• **ITEMS**
━━━━━━━━━━
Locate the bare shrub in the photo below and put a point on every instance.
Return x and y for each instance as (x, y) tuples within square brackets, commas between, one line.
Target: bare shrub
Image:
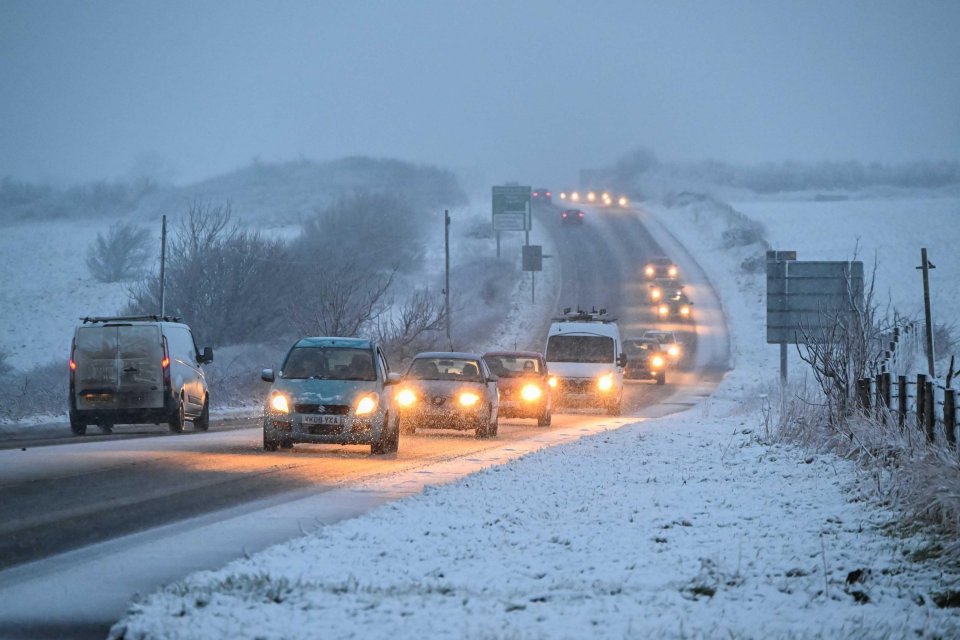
[(120, 255), (227, 283)]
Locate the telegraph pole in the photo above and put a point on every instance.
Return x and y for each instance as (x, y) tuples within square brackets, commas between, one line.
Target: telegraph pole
[(446, 288), (925, 266), (163, 259)]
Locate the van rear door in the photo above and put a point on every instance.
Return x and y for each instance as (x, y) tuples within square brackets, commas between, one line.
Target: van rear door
[(119, 367)]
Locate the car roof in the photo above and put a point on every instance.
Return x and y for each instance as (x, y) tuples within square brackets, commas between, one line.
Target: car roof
[(329, 341), (462, 355), (514, 354)]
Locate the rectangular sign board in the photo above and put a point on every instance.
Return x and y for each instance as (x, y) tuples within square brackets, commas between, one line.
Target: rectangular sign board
[(806, 299), (511, 208)]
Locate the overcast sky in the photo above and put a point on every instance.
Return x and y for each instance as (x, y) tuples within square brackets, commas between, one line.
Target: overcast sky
[(512, 90)]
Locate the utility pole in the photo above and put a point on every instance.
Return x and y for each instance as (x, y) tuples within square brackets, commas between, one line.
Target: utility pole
[(446, 288), (925, 266), (163, 259)]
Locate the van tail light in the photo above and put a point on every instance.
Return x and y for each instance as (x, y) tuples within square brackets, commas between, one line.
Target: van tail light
[(165, 363)]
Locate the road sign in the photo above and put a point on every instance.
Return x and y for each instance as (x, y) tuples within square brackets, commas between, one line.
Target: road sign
[(511, 208), (805, 299)]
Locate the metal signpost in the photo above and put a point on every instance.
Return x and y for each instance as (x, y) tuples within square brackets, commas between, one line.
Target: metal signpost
[(511, 210), (805, 298)]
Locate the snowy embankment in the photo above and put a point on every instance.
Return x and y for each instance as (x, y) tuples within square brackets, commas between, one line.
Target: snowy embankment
[(685, 526)]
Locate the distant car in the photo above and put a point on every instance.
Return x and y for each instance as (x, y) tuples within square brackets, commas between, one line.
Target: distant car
[(332, 390), (542, 196), (137, 369), (661, 289), (675, 307), (523, 384), (449, 390), (661, 267), (668, 342), (645, 360)]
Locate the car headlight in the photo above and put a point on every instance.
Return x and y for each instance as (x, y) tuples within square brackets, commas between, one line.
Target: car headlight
[(605, 383), (406, 397), (279, 403), (367, 405), (531, 392)]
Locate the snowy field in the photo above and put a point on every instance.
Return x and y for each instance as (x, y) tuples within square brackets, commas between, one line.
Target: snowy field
[(682, 527)]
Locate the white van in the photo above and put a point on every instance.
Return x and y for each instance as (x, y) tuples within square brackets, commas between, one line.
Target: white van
[(137, 369), (585, 359)]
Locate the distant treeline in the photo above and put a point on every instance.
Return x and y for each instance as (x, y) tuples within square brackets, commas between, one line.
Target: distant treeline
[(289, 190)]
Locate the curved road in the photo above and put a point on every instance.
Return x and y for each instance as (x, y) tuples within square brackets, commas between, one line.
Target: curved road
[(86, 524)]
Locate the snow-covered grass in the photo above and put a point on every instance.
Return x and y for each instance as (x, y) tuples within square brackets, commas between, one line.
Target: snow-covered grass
[(690, 526)]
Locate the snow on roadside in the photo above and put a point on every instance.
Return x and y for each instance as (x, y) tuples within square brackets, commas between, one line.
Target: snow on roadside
[(684, 526)]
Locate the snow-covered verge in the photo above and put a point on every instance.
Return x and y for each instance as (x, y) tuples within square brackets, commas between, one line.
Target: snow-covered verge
[(685, 526)]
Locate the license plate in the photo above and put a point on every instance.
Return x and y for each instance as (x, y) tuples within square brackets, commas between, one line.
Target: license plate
[(327, 420)]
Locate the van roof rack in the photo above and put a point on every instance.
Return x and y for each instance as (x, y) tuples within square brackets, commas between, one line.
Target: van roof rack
[(582, 315), (150, 318)]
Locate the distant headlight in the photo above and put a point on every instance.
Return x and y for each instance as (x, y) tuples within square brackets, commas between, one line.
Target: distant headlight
[(406, 397), (531, 392), (279, 403), (605, 383), (367, 405)]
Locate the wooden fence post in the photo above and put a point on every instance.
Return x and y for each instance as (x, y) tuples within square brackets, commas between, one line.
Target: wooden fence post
[(921, 403), (863, 395), (950, 416), (903, 400)]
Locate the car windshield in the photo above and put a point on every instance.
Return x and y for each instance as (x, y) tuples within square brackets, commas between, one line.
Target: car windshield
[(513, 366), (329, 363), (579, 349), (442, 368)]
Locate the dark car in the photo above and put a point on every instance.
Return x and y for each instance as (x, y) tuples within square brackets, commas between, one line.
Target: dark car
[(542, 196), (523, 384), (645, 360), (449, 390), (675, 307), (661, 267)]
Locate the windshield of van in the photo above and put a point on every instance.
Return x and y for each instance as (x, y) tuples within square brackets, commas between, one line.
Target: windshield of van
[(594, 349), (329, 363)]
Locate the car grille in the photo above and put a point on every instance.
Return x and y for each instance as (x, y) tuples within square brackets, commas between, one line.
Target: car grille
[(329, 409)]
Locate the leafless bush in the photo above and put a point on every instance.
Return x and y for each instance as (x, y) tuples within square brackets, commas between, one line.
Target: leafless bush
[(226, 282), (415, 326), (120, 255)]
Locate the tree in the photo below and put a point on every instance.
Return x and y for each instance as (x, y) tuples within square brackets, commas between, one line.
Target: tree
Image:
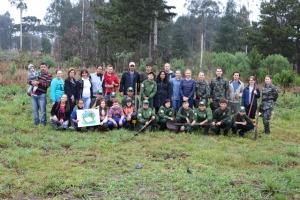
[(20, 4), (124, 25), (278, 30), (226, 37), (206, 11), (6, 31)]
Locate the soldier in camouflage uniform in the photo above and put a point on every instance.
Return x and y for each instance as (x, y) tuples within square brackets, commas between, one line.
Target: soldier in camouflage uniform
[(145, 114), (221, 118), (165, 113), (269, 97), (202, 116), (241, 121), (185, 115), (202, 91), (149, 89), (219, 89)]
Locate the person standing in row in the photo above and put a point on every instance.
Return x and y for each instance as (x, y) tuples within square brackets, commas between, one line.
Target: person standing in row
[(169, 73), (149, 89), (164, 90), (187, 88), (130, 78), (219, 89), (269, 97), (202, 90), (84, 88), (144, 75), (176, 98), (221, 118), (111, 81), (236, 87), (60, 113), (39, 101), (97, 80), (249, 98), (57, 87), (70, 90)]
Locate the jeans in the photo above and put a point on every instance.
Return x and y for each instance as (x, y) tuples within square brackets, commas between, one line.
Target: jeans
[(111, 125), (176, 104), (87, 102), (39, 102)]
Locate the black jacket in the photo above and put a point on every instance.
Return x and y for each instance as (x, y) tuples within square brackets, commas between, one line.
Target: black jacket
[(125, 81), (55, 111), (164, 91), (70, 88), (79, 88)]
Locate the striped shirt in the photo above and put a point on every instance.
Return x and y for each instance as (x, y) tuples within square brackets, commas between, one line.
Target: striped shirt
[(44, 82)]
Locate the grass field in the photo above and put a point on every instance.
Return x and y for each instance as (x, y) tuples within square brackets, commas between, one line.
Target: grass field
[(37, 162)]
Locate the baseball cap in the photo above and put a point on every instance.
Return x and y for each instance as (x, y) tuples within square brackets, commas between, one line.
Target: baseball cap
[(242, 109), (130, 89), (113, 94), (201, 103), (145, 102)]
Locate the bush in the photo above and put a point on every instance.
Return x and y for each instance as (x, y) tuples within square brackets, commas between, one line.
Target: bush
[(49, 60)]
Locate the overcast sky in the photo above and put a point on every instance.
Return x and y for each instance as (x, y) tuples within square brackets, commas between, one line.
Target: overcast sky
[(38, 8)]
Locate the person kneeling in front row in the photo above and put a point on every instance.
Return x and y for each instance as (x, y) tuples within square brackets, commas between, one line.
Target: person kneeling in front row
[(241, 121), (221, 118), (202, 116), (145, 114), (185, 115)]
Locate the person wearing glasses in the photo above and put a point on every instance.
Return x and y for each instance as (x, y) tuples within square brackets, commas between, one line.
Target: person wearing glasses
[(57, 87), (129, 79)]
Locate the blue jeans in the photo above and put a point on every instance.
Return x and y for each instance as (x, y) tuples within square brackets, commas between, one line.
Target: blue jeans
[(176, 104), (111, 125), (39, 102), (87, 102)]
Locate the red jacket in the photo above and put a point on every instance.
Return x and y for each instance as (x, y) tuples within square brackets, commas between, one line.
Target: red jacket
[(108, 81)]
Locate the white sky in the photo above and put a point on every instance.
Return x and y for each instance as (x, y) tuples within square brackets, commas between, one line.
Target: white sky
[(38, 8)]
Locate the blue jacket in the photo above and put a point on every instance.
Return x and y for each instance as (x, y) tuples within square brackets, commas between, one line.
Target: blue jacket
[(57, 89), (187, 88), (246, 101), (175, 85)]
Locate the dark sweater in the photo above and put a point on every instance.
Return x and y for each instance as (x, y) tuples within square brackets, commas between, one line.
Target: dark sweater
[(187, 88), (222, 115)]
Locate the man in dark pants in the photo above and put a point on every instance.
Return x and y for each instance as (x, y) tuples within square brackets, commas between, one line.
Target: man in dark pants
[(129, 79), (241, 121), (221, 118)]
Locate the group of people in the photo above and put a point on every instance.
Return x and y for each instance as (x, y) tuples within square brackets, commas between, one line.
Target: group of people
[(165, 97)]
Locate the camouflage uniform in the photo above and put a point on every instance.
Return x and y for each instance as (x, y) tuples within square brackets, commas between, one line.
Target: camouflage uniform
[(145, 115), (200, 116), (222, 116), (181, 117), (269, 96), (202, 92), (219, 89), (164, 114), (149, 89)]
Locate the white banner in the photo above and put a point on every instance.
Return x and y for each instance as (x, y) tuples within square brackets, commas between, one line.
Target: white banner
[(88, 117)]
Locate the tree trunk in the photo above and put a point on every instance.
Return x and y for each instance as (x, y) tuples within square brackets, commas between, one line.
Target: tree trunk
[(155, 39), (150, 41), (201, 51), (21, 32)]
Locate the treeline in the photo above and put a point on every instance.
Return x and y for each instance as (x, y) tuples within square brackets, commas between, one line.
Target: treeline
[(120, 31)]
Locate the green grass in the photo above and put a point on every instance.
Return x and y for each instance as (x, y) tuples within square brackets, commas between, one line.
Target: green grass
[(37, 162)]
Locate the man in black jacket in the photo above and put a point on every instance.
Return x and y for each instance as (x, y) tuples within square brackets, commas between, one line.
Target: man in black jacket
[(130, 78)]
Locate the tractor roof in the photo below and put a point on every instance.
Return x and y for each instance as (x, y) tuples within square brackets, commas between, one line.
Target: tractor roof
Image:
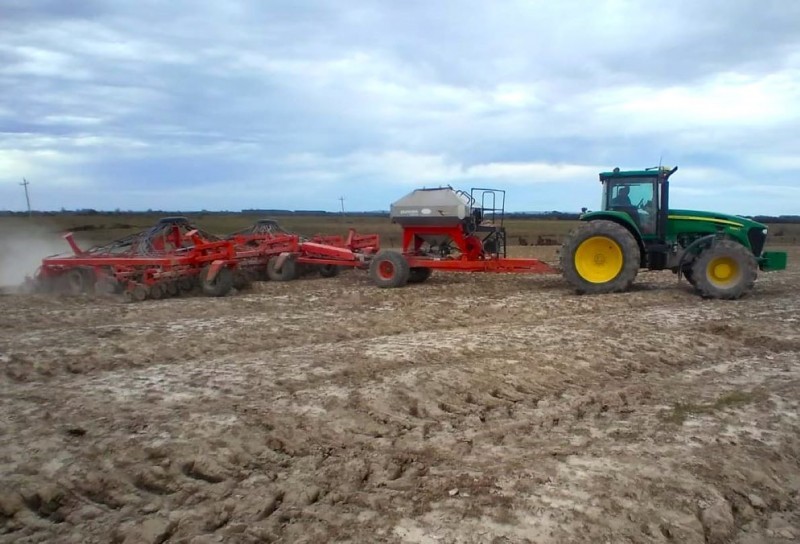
[(663, 172)]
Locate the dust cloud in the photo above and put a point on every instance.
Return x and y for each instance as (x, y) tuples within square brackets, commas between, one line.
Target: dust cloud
[(22, 249)]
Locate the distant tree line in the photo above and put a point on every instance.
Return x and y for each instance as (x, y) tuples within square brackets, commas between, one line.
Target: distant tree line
[(551, 215)]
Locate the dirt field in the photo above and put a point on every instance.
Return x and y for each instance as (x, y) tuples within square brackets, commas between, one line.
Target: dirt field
[(471, 408)]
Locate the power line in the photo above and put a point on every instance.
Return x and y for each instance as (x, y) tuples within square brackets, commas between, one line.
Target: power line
[(25, 184)]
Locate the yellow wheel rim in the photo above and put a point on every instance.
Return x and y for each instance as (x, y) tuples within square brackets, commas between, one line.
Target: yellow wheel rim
[(598, 259), (723, 271)]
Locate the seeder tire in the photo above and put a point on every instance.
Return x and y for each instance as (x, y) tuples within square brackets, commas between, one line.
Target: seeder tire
[(600, 257), (328, 270), (288, 271), (186, 285), (220, 286), (389, 269), (241, 280), (419, 274), (76, 281), (726, 270), (156, 291)]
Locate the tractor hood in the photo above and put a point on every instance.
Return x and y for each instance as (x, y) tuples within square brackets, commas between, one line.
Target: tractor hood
[(720, 219)]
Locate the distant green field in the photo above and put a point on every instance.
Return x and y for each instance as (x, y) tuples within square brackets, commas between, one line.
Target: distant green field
[(101, 228)]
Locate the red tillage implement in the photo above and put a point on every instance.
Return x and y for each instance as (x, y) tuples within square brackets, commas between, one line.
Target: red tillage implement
[(170, 258), (276, 254)]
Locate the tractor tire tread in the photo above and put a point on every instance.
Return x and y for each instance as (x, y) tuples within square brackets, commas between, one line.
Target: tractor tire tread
[(631, 255), (741, 254)]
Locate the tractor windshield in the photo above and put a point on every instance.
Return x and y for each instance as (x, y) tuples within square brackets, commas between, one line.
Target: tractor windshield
[(635, 196)]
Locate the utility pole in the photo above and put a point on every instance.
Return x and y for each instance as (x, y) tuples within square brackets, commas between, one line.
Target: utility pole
[(25, 184)]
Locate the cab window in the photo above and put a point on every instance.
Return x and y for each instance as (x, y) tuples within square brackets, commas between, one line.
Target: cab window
[(638, 200)]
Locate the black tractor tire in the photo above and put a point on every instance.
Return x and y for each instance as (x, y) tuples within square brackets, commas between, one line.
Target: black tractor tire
[(328, 270), (600, 257), (289, 270), (241, 280), (419, 274), (220, 286), (157, 291), (106, 286), (389, 269), (726, 270), (137, 294)]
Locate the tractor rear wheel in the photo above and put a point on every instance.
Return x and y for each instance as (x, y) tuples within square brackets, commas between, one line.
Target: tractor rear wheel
[(220, 286), (288, 271), (389, 269), (726, 270), (600, 257), (419, 274)]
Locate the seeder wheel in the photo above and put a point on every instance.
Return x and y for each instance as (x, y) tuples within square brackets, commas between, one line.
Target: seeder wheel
[(137, 294), (389, 269), (220, 286), (287, 272)]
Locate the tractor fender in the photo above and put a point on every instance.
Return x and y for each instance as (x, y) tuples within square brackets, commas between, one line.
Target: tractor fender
[(280, 259), (700, 242), (621, 219)]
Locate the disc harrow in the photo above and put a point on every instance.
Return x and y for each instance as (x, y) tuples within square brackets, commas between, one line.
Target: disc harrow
[(172, 257)]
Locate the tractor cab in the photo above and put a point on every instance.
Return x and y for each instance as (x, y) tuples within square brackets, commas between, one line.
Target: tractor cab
[(643, 195)]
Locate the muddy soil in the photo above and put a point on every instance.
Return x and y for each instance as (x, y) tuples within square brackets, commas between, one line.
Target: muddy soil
[(470, 408)]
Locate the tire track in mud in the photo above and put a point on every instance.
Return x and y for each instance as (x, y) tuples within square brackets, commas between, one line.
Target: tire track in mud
[(556, 428)]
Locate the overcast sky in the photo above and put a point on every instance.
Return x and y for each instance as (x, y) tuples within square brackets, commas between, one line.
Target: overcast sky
[(193, 104)]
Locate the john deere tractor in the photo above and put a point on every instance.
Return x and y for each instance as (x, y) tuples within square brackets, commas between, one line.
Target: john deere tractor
[(720, 255)]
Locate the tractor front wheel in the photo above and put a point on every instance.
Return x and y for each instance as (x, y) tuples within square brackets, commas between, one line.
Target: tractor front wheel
[(328, 270), (726, 270), (600, 257), (389, 269)]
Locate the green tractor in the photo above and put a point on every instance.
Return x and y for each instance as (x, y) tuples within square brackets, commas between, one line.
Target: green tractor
[(720, 255)]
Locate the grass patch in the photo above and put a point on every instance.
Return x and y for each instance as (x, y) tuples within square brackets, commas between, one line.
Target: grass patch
[(681, 411)]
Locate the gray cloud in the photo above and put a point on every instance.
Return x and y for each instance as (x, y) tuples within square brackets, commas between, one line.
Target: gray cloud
[(286, 104)]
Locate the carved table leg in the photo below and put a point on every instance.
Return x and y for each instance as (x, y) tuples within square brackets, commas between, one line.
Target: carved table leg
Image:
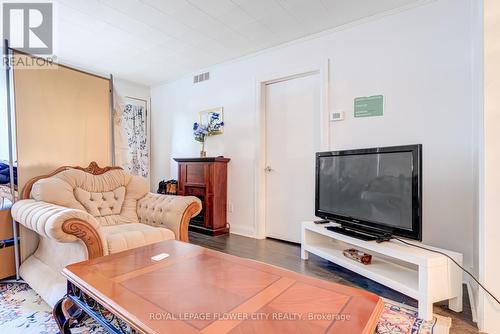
[(66, 313)]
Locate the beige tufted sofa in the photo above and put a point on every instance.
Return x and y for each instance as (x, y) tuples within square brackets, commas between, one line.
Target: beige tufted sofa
[(83, 213)]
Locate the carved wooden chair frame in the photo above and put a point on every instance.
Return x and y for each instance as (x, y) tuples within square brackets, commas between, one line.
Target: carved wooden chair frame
[(84, 231)]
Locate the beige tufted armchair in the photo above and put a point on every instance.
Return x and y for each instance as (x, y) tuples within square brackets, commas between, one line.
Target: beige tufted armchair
[(83, 213)]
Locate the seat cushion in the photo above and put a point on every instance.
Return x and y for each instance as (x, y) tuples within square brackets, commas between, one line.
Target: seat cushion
[(133, 235)]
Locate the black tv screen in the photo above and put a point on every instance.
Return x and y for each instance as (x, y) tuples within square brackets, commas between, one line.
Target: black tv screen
[(376, 188)]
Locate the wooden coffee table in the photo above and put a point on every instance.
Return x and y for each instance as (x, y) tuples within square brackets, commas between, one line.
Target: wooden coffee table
[(197, 290)]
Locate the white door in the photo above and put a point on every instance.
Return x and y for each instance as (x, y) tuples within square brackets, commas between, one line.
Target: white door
[(292, 139)]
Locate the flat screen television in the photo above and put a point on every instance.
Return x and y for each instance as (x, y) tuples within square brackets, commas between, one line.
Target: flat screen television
[(375, 189)]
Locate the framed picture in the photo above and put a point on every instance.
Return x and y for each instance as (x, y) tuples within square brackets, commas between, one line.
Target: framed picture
━━━━━━━━━━
Rename "camouflage uniform" to "military uniform" in the data, starting with the line that contains "Locate the group" and going on through the line that contains "[(130, 78)]", and give back only those lines with everything else unchanged.

Locate the group of people in the photo above and put a point on every instance.
Return x and y for each instance as (x, y) tuples within square brackets, commas between, one line.
Target: group of people
[(165, 97)]
Locate the military uniform in the photo above and put a point on every instance.
Return x and y for each instance as (x, y) tuples within square brackets, commas between, one line.
Target: military uniform
[(145, 115), (200, 116), (222, 116), (181, 117), (269, 96), (202, 92), (219, 89), (164, 114), (149, 89)]
Locate the white banner in the photo above and put a point on every instance.
Return x and y for each instance as (x, y) tuples within square brackets, commas between, one line.
Target: white banner
[(88, 117)]
Locate the tree trunk in the photo above and put a point on every instance.
Return x and y for each instance as (x, y) tuples within square brackets, commas between, one line.
Target: tree trunk
[(155, 39), (150, 41), (201, 51), (21, 32)]
Locate the treeline in the photo above and put a point on every instance.
Return x and y for each instance as (x, y) tuples within square brackets, commas between, one line.
Target: treeline
[(120, 31)]
Locate the green grass in the photo above and put a point on every instance.
Return x and y for each instance as (x, y) tuples within square brackets, commas between, one line.
Target: green grass
[(37, 162)]
Locate the man in black jacket in the photo above and put a point on every instance.
Return x and y for each instance as (x, y) tuples within square brackets, commas between, one line.
Target: man in black jacket
[(130, 78)]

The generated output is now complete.